---- Raw data
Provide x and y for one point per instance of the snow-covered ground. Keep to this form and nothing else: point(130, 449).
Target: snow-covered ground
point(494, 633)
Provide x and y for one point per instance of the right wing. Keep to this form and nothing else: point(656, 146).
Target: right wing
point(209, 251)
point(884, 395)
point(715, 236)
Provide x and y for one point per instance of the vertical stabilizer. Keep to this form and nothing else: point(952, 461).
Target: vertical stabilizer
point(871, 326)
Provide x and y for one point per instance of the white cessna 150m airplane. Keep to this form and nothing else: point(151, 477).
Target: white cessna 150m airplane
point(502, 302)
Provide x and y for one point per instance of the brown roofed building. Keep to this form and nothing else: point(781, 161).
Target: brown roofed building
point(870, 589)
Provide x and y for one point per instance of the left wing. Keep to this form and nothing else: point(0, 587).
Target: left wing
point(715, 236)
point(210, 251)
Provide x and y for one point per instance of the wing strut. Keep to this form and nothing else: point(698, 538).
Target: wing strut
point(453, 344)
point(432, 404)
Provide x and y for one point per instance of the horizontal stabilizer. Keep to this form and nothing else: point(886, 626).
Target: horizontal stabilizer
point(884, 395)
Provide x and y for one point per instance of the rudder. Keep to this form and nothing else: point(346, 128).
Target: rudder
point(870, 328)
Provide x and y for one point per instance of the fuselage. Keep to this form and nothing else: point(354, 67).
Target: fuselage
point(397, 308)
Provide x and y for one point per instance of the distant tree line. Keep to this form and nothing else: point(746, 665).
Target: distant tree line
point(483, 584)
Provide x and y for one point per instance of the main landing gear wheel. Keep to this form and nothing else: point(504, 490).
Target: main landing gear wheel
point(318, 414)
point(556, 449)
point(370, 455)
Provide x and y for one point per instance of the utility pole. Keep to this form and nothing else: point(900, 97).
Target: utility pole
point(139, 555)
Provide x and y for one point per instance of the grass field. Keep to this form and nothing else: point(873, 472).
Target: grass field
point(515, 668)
--------
▸ **Work instructions**
Put the listing above into a two-column CSV with the headers request and points, giving each request its own row. Wrap every field in quotes and replace any line breaks inside a field with spaces.

▸ **Solution**
request,points
"Provide x and y for one point per instance of the snow-covered ground. Keep to this form and nothing else: point(130, 449). Target: snow-covered ground","point(494, 633)"
"Provide x and y for one point per instance of the right wing. Keep to this form and nothing else: point(656, 146). Target: right wing","point(209, 251) point(884, 395) point(715, 236)"
"Provide x and y for one point per instance of the vertical stabilizer. Keep to this form and nothing else: point(952, 461). Target: vertical stabilizer","point(871, 326)"
"Provide x and y for one point per instance of the white cessna 150m airplane. Keep to this form and nothing else: point(151, 477). Target: white cessna 150m airplane","point(502, 302)"
"Provide x and y for one point per instance of the brown roofed building. Keep to this form and nothing else: point(781, 161). Target: brown roofed building","point(870, 589)"
"Provide x and y for one point per instance of the left wing. Keep to this form and nothing else: point(0, 587). Target: left wing","point(715, 236) point(210, 251)"
"Provide x and y for one point per instance of the wing strut. Keep to this form and nothing else: point(698, 538). Target: wing strut","point(453, 344) point(432, 404)"
"Provide x and y for one point per instance of the horizontal stabilizer. Keep to this form and nothing else: point(886, 626). Target: horizontal stabilizer","point(884, 395)"
"Provide x and y for one point per instance of the rudder. Keep to this form and nothing else: point(346, 128). Target: rudder","point(870, 328)"
"Provide x and y for one point per instance of the fuselage. Keep to this form and nothing else: point(354, 67). Target: fuselage","point(397, 308)"
"Provide x and y for one point per instance of the distant tree line. Keep to this form and nothing else: point(746, 665). Target: distant tree line","point(483, 584)"
"Provide x and y for one point per instance of the main landing gear wheel. Keep to this form and nothing else: point(504, 490). Target: main landing gear wheel","point(318, 414) point(556, 449) point(370, 455)"
"Provide x and y for one point per instance of the utility pole. Keep to this form and nothing else: point(900, 97). Target: utility pole","point(139, 555)"
"Provide x and y for one point per instance of the grass field. Keep to this form and nothing else: point(873, 472). Target: grass field","point(515, 668)"